* [ASSIGNMENT]
When you reach the line with "[point] at the rocky" in the listing below, transcribe it and each line after it up to and including the line with "[point] at the large", exactly and with nothing else.

* [DATA SUPPLIED]
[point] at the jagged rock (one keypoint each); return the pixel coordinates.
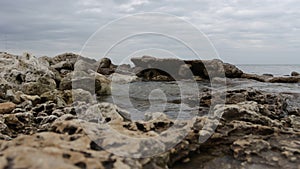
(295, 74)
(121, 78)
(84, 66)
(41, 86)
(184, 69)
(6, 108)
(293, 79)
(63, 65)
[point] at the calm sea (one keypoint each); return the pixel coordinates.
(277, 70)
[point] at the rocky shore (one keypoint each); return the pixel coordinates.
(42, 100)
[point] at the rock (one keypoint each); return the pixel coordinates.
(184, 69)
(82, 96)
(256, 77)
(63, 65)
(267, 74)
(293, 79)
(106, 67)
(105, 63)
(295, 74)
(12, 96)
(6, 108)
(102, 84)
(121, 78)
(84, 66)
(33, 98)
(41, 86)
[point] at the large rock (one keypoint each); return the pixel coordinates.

---

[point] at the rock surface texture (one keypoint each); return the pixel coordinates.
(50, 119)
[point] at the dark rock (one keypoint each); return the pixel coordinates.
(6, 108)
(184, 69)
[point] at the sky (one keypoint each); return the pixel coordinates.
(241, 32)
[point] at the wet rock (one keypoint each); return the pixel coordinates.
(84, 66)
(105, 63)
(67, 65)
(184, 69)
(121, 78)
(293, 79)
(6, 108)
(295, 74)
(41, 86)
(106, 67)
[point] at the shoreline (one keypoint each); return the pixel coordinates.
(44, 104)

* [ANSWER TO THIS TASK]
[point] at the rocky shore (one keypoint each); return the pixel coordinates.
(42, 100)
[point] at the rock (one keypoint each); return the pixel coordinates.
(184, 69)
(82, 96)
(256, 77)
(63, 65)
(267, 74)
(293, 79)
(106, 67)
(105, 63)
(295, 74)
(12, 96)
(6, 108)
(102, 84)
(121, 78)
(84, 66)
(33, 98)
(41, 86)
[point] at the large rock (one keypoint each); return the pixel coordinates.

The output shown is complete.